• [Rows]:
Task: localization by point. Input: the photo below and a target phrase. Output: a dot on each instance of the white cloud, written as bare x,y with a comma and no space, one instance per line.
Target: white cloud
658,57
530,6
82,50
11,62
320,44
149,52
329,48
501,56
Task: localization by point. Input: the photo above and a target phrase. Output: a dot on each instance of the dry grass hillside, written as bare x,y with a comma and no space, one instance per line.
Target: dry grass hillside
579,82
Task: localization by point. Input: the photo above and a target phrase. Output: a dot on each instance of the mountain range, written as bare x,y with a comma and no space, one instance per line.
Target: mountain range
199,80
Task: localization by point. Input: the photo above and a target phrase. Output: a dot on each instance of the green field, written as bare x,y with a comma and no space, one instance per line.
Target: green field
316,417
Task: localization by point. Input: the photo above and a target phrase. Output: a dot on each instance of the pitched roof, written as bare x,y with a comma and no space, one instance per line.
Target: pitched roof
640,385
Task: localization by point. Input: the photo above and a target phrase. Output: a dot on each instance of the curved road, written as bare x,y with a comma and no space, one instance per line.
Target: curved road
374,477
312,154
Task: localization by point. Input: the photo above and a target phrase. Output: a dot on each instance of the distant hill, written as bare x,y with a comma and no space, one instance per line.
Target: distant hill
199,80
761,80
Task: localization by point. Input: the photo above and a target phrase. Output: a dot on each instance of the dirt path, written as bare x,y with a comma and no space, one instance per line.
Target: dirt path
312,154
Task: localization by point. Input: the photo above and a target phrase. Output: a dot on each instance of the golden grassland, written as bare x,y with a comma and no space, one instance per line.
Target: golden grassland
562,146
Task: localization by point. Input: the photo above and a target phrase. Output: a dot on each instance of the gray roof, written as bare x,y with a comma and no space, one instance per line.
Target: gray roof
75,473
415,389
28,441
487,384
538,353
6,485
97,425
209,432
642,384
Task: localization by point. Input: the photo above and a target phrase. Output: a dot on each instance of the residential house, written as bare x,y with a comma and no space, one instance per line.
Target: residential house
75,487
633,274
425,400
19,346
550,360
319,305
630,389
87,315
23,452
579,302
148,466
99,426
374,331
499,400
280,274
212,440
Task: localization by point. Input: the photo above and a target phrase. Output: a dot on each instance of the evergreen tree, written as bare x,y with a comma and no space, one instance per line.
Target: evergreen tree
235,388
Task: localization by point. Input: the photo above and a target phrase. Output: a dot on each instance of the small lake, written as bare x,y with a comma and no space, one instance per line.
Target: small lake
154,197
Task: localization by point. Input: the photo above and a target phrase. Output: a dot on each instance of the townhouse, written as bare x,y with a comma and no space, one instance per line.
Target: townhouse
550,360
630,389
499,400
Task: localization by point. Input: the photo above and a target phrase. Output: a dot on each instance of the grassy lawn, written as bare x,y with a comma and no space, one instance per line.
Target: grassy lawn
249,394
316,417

• [Work instructions]:
Each line above is to be repeated exactly.

• [Reply to the task]:
Task: localization by point. Input: the photo below and a target phrase. Output: a dot on each instance of the white cloud, written as bare x,y with a comma and no space, one instance per line.
Target: white cloud
658,57
530,6
82,50
11,62
320,44
149,52
329,48
501,56
Task: localization by point. Input: the photo above and a target phrase. Output: a dot on each instance of the dry grass hillside, written as bare x,y with a comma and no space, one instance per line.
Target: dry grass hillside
579,82
Task: localization by point. Input: the photo above and a target phrase. Output: a dot on each instance of the mountain range, written as bare x,y with a comma and no space, one instance per line.
Target: mountain range
199,80
Task: localization by point. Input: the photo above and a target phrase. Output: a dot on each instance of the green field, written as bare x,y with a comma and no space, one instance per line.
Target: green field
316,417
Task: localization by point. Input: the photo above and a target phrase. Output: a dot on each instance of the pitched roof, written as bare x,y with a comma and no space, one instance per line.
Target: pitched roof
640,385
Task: localization by point. Input: the photo above and a target phrase. Output: a dot on each instance of the curved road, written as bare x,y with a comma and no space, one instance per line.
Target: curved road
374,477
312,154
Task: localization by point. Input: the photo above and a target phrase. Output: a dot on each instance of the distant hill, written as bare x,y with a comma and no space, one instance per line.
Target: distant hill
199,80
761,80
Task: localization by point. Input: the photo above and a target phrase. Output: a dot on each instance of the dirt path, written as bare x,y with a comma and no space, one instance per line.
Target: dirt path
312,154
Task: localization by point. Input: the photo above and a target phrase. Output: a dot on each instance of the golden grassland, written as bare x,y with a comma and no space, one instance per line.
Target: golden grassland
562,146
Task: localization by point. Input: the photo above and a target phrase. Output: a dot on each instance of the gray roof, written as bare x,y with a comma and no space, one instance per line.
Target: gray roof
75,473
415,389
28,441
487,384
538,353
6,485
97,425
209,432
642,384
Task: localization by point. Input: the photo above and a target phrase. Output: a dot on each instance of the residential house, written as bare x,y with a comma and no space, one instance per line.
Target: residential house
75,487
633,274
425,400
19,346
550,360
319,305
630,389
87,315
23,452
579,302
148,466
99,426
374,331
499,400
280,274
212,440
Task: localization by point. Input: the photo above and a target phrase. Output: a dot on each instance of the evergreen tree, written as bare x,y with a comma and no space, one instance per line.
Target: evergreen tree
235,388
Task: localization by point. Input: the photo above and a target phrase. Output: a dot on each instance of the small lake, written as bare x,y with a comma and no space, one instance per line.
Target: small lake
154,197
Task: localization by point. Input: the photo above and a target phrase. Output: a dot on each instance of the townhouse, written as bare x,y with a comma and no space, one instance per line.
Target: townhouse
550,360
630,389
499,400
Task: localization by point. Input: the photo above and a target phrase. Output: a dot on each instance of the grassy lawn, written as bare x,y with a comma and no space, one instance per line.
Target: grassy lawn
249,394
316,417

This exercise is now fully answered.